[Given problem]
Please revise the items below, changing every "match tally" to "object count" and keeping everything else unchanged. Leave the pictures out of your answer.

[Supplied records]
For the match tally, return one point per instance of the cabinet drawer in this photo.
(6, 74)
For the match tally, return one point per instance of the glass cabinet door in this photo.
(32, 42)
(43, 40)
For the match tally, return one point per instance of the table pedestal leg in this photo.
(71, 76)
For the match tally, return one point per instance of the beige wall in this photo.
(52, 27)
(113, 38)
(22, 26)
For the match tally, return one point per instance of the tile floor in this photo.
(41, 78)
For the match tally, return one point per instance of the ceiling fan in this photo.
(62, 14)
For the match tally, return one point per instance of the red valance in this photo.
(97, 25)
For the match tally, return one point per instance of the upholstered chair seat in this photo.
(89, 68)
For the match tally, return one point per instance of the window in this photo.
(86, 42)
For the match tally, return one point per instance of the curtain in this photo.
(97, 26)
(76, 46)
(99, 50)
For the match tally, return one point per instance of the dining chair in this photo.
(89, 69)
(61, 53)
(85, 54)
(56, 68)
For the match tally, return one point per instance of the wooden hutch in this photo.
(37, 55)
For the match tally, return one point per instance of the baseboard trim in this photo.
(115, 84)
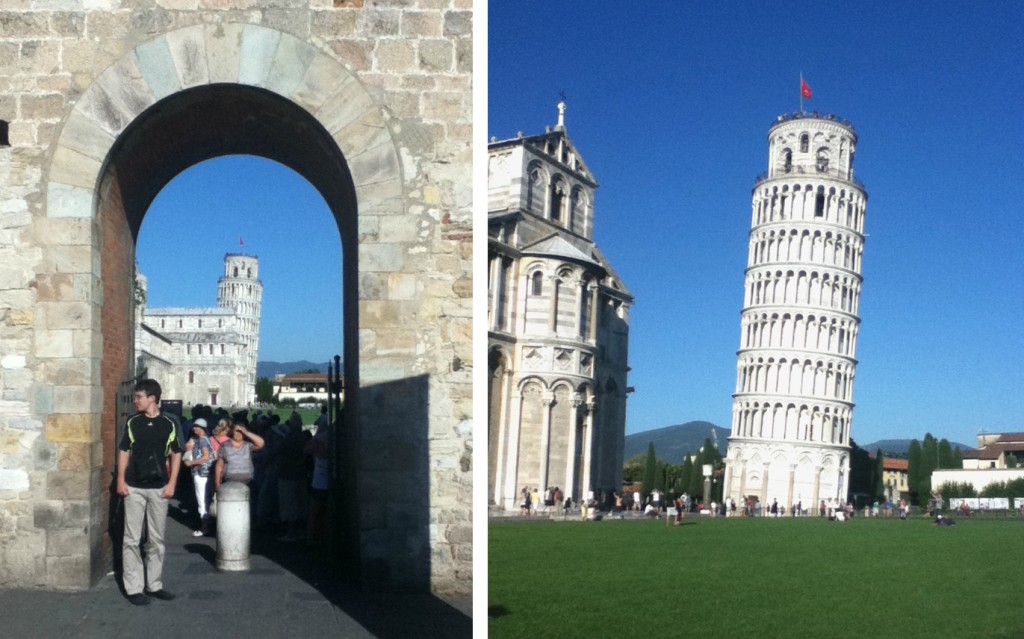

[Expected output]
For the object count, return one point per instance of the cabinet drawer in this photo.
(6, 74)
For the object count, return one point per instance of the glass cabinet door in this photo.
(32, 42)
(43, 40)
For the object count, return one point per instance of the table pedestal leg in this photo.
(71, 76)
For the object count, return one point per instance of the beige wall in this photo.
(52, 27)
(113, 38)
(22, 26)
For the object count, return one point per instance of the tile floor in this photo.
(41, 78)
For the object count, return one point per instance of the ceiling fan in this photo.
(62, 14)
For the object count, return one point per instance of the red valance in this photo.
(97, 25)
For the object count, return one point per instance of the upholstered chair seat in this photo.
(89, 68)
For the object count, return one point per instance of the window in this photo.
(86, 42)
For the object count, return one point per instance of the curtain in this photo.
(97, 26)
(76, 46)
(99, 50)
For the object count, return one point per instance of the dining chair in this photo.
(89, 69)
(61, 53)
(85, 54)
(56, 68)
For the object count, return one point per instance of the wooden hutch in this photo.
(37, 55)
For the object count, return one point per instance of the baseboard trim in this photo.
(115, 84)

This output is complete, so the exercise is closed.